══ SOURCE MATERIAL
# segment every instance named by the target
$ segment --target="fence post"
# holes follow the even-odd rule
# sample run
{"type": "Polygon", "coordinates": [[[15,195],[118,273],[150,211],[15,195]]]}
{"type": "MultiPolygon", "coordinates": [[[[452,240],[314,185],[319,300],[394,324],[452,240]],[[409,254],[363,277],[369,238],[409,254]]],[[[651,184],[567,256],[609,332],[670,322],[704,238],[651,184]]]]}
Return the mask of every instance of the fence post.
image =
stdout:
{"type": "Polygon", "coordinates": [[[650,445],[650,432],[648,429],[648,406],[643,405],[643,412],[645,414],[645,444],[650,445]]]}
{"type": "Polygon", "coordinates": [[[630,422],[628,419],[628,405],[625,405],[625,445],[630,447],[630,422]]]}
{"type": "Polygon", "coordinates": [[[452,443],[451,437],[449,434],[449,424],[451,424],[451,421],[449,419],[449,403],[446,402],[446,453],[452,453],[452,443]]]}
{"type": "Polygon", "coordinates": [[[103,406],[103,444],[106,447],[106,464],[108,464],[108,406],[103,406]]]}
════
EXERCISE DIRECTIONS: Identify each line in the entries above that contains the string "instance", where uppercase and lowercase letters count as different, and copy every such line in full.

TASK RESULT:
# segment every instance named by the target
Return the mask of every instance of the fence post.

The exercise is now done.